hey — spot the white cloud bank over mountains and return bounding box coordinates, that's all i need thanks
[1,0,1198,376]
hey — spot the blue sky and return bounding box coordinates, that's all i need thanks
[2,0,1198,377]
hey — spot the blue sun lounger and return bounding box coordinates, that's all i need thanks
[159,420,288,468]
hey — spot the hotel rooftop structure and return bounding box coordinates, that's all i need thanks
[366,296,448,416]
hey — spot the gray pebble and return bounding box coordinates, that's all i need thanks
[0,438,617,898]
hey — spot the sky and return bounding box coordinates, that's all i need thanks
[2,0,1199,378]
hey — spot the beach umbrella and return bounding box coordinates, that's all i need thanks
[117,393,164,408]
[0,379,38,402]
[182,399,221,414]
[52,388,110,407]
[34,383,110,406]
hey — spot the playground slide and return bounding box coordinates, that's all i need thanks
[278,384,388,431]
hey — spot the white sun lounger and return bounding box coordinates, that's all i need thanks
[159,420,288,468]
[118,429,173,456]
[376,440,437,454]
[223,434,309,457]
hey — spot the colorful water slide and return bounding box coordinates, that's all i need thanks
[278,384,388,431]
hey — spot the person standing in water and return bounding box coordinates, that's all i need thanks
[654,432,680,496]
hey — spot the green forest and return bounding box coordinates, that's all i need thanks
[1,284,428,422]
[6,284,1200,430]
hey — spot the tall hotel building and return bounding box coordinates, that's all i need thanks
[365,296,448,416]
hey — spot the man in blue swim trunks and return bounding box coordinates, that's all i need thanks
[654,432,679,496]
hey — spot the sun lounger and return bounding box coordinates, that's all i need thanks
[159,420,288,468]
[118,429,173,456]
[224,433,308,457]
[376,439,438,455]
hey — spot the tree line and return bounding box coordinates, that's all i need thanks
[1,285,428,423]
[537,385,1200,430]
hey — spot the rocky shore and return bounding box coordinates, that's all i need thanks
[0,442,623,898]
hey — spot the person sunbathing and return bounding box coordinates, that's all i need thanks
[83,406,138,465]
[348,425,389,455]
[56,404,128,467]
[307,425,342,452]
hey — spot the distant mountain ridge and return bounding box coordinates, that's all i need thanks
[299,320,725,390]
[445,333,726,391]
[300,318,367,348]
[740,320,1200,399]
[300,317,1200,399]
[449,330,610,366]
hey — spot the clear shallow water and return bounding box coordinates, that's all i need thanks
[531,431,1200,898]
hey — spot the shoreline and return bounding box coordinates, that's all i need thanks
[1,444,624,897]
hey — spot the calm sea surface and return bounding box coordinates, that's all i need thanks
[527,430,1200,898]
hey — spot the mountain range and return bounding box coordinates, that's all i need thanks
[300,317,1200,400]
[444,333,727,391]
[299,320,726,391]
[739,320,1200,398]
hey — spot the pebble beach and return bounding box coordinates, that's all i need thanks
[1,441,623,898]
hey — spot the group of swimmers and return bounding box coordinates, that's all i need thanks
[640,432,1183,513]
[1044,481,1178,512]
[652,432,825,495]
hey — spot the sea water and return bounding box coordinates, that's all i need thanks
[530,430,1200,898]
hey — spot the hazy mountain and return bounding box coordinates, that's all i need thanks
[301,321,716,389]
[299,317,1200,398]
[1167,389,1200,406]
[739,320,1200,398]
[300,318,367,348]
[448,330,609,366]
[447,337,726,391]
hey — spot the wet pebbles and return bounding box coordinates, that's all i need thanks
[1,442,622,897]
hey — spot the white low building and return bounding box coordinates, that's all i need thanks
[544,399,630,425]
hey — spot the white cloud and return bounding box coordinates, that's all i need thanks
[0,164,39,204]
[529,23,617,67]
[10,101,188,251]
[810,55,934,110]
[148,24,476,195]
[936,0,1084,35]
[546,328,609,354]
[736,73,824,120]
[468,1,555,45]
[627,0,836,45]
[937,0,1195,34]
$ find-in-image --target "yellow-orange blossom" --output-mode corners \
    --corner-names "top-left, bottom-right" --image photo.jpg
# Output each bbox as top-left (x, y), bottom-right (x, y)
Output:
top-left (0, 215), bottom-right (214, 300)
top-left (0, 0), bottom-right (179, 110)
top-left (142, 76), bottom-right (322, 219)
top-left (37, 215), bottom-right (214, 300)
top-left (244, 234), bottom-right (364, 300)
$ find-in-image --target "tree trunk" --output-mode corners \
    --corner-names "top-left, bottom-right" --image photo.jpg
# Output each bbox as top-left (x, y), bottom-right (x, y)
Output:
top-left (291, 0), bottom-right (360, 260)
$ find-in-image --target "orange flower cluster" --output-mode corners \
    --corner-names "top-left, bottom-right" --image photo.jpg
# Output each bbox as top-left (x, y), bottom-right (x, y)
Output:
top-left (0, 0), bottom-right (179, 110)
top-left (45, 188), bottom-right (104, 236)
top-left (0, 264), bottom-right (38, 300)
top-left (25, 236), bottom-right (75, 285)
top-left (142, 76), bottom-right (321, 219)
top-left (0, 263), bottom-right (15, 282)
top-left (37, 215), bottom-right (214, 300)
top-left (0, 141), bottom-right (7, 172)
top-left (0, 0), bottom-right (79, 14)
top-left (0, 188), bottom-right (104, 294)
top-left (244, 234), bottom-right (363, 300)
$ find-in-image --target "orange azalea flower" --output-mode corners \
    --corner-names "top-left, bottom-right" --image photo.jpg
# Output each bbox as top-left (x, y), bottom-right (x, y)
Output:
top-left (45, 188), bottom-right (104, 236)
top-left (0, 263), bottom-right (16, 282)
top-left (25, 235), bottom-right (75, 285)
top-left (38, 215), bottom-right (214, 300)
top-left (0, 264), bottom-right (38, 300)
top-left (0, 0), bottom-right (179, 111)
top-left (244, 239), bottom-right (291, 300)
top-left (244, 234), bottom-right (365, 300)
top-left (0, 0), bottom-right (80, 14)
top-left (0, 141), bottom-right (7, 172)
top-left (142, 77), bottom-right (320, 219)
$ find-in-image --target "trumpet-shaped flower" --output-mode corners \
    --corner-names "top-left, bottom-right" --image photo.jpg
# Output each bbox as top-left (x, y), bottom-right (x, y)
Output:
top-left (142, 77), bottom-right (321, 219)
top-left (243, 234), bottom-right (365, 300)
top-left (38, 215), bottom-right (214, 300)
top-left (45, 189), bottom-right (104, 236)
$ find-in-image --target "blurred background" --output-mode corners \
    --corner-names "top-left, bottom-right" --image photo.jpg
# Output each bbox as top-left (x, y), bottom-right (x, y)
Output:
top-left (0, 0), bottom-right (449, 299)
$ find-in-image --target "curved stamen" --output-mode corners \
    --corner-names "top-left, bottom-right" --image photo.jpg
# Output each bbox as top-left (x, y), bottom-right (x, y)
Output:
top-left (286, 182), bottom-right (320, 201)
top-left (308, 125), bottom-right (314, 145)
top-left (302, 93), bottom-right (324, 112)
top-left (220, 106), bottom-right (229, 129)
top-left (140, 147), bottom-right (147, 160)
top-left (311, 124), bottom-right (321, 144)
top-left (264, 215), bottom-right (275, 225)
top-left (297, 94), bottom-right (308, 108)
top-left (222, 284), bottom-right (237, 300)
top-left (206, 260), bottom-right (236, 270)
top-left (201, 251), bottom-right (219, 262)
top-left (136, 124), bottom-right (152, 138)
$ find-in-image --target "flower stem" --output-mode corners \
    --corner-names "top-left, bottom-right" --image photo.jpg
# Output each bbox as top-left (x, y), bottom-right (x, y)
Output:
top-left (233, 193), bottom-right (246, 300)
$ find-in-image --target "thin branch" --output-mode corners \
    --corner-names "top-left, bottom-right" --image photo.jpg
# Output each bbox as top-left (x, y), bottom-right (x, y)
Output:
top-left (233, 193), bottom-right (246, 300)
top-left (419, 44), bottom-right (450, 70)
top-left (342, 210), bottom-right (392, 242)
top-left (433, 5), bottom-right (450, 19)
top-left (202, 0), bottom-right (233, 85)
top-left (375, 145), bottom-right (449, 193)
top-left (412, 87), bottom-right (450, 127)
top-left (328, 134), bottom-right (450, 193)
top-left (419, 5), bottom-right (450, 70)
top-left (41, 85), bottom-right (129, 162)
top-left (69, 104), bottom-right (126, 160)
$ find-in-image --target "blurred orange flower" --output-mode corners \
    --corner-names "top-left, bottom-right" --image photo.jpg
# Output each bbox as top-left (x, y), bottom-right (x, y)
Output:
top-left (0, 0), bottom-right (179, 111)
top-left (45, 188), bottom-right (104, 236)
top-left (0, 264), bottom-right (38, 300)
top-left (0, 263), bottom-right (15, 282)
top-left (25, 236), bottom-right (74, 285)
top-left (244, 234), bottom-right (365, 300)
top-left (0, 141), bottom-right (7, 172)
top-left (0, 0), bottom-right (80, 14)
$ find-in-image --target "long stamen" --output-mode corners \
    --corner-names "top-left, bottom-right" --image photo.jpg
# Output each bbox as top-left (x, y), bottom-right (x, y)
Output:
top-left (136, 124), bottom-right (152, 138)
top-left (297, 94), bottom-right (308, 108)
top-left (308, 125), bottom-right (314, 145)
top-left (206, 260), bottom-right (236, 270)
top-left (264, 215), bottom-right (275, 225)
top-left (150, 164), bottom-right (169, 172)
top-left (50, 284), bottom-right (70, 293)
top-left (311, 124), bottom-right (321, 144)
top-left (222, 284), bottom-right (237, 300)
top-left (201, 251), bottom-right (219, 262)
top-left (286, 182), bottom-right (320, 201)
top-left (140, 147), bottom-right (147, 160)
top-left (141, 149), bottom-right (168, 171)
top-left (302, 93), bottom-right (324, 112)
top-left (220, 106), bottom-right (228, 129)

--------------------------------------------------

## EXERCISE AIM
Find the lines that mention "orange" in the entries and show them.

## SOLUTION FOR THIS TASK
$ find-in-image --target "yellow-orange blossom" --output-mode corners \
$ find-in-image --target "orange flower cluster" --output-mode corners \
$ find-in-image --target "orange azalea flower" --output-mode corners \
$ find-in-image --target "blurred orange flower" --output-mode corners \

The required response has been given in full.